◆ Your objective
Only the lines with "necktie" in them need to be copied from the listing.

★ ★ ★ ★ ★ ★ ★

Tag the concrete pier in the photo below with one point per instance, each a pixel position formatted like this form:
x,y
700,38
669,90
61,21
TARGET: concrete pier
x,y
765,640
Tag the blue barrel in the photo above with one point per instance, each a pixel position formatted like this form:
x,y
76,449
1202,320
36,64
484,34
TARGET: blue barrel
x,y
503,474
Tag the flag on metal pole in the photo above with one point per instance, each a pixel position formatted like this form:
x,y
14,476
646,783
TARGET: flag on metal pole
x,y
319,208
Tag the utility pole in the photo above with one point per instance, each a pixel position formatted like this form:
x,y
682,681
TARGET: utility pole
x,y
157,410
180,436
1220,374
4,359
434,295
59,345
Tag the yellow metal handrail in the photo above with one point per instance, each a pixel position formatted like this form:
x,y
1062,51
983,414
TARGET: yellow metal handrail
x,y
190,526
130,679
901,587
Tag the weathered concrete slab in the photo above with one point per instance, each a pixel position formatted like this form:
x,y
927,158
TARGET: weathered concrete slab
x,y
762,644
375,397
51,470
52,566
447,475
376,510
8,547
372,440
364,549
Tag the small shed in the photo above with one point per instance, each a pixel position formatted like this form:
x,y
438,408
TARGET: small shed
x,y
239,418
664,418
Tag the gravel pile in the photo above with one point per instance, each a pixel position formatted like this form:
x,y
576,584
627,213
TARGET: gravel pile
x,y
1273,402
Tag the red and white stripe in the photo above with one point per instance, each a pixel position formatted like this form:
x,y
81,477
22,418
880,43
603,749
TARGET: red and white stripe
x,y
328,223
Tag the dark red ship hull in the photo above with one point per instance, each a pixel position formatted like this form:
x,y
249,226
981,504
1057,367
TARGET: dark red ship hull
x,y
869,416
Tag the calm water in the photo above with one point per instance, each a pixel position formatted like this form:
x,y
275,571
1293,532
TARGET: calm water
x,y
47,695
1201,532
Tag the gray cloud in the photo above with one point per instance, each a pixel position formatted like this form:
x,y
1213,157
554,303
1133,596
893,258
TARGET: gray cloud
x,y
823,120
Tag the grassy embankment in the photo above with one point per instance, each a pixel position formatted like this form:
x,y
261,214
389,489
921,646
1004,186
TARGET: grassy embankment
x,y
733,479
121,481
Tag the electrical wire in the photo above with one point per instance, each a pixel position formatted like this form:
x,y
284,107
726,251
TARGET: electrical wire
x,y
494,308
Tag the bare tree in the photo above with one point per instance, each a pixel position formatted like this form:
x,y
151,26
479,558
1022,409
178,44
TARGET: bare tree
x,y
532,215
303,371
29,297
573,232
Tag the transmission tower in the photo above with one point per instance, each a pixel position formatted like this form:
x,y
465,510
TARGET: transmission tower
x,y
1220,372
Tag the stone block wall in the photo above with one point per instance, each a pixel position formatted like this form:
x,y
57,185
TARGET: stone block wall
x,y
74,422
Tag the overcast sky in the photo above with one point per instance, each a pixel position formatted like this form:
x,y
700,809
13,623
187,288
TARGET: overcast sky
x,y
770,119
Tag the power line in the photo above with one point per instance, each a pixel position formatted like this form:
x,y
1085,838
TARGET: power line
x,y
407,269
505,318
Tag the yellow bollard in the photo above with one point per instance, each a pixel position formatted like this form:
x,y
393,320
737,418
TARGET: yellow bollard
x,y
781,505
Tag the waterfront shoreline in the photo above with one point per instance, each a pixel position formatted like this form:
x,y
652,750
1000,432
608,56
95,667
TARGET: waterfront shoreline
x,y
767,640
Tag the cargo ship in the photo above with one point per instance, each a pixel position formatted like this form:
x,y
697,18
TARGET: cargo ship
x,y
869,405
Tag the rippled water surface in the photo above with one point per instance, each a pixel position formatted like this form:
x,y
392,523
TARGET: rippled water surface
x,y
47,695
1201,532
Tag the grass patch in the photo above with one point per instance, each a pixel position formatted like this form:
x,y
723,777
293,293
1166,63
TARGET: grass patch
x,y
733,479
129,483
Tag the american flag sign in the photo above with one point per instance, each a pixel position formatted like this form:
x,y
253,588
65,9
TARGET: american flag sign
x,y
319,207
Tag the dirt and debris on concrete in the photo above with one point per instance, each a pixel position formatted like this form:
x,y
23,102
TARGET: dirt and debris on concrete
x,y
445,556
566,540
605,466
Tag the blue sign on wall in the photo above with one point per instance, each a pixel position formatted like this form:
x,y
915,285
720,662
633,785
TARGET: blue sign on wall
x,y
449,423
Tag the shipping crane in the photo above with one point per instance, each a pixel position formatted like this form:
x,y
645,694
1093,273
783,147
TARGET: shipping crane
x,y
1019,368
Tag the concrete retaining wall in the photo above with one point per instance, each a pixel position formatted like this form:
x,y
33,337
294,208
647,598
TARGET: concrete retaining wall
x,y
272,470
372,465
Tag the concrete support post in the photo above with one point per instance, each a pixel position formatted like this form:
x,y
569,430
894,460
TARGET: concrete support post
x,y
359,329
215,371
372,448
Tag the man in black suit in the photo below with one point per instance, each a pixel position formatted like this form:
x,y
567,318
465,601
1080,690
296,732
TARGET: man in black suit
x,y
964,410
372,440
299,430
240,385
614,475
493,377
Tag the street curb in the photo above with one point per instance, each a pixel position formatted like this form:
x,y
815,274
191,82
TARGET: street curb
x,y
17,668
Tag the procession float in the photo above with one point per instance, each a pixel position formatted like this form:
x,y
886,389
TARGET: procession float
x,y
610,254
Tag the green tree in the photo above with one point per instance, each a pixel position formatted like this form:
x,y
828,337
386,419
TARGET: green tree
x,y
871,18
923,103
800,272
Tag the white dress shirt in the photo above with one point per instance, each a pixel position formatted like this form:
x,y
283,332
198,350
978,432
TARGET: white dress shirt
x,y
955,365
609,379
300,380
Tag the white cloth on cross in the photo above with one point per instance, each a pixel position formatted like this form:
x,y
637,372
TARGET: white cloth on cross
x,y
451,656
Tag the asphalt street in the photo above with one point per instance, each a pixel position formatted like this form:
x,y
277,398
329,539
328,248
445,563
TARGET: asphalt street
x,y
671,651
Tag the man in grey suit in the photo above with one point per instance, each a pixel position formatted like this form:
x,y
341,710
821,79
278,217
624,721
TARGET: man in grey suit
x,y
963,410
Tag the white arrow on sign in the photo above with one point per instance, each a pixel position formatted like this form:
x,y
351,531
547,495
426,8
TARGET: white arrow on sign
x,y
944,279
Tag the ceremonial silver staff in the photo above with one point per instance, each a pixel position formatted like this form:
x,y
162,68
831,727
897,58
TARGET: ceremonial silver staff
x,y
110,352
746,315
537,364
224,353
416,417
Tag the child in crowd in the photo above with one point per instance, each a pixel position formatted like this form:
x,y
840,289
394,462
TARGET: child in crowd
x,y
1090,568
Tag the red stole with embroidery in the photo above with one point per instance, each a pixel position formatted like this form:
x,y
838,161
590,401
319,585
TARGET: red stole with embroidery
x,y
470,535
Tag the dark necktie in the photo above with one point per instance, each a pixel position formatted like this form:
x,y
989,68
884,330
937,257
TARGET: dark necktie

★ ★ ★ ★ ★ ★ ★

◆ Written solution
Tag the dark necktie in the photo above with one point per instance, each a pixel position formatted like this form:
TARGET: dark necktie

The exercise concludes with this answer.